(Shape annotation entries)
════════════════

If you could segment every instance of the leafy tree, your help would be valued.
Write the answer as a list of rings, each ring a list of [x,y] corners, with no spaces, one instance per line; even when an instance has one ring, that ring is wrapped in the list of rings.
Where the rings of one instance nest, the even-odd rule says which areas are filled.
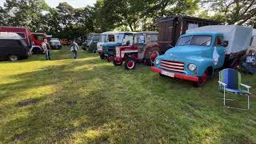
[[[44,0],[6,0],[4,3],[6,25],[13,26],[27,26],[32,30],[38,27],[42,12],[47,10]]]
[[[226,24],[255,23],[256,0],[202,0],[202,3],[215,12],[214,18]]]

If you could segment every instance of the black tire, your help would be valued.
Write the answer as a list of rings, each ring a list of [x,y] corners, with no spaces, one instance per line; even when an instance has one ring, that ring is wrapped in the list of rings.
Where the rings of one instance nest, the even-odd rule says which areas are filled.
[[[101,58],[101,59],[105,59],[105,55],[104,53],[100,54],[99,57]]]
[[[41,50],[41,49],[39,49],[39,48],[34,48],[34,49],[32,50],[32,54],[42,54],[43,53],[42,53],[42,51]]]
[[[122,62],[116,62],[116,61],[113,61],[113,64],[114,65],[114,66],[121,66],[121,65],[122,65]]]
[[[11,62],[16,62],[18,60],[18,56],[16,54],[10,54],[8,56],[8,59]]]
[[[107,59],[107,62],[110,62],[114,61],[114,57],[113,55],[110,55],[110,56],[108,56],[106,59]]]
[[[135,68],[136,62],[133,58],[129,58],[125,62],[124,66],[126,70],[133,70]]]
[[[206,83],[207,79],[209,78],[209,72],[206,70],[202,77],[199,78],[199,81],[194,83],[194,87],[202,87]]]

════════════════

TASK TO COMPLETE: Reproduce verbatim the records from their first line through the line containing "[[[226,24],[255,23],[256,0],[202,0],[202,3],[215,12],[214,18]]]", including both of those lines. Leave the picture out.

WRITTEN RESPONSE:
If you could segment every instance of the leafy tree, your help would be valued.
Write the answer as a list of rings, each ring a list of [x,y] corners, with no spaces, one instance per line; even when an instance has one ring, that ring is wrapped in the list of rings.
Where the rings of one instance nest, the even-odd rule says which areas are filled.
[[[44,0],[6,0],[4,3],[6,25],[13,26],[27,26],[32,30],[38,27],[42,12],[47,10]]]
[[[226,24],[255,23],[256,0],[202,0],[202,3],[215,12],[214,18]]]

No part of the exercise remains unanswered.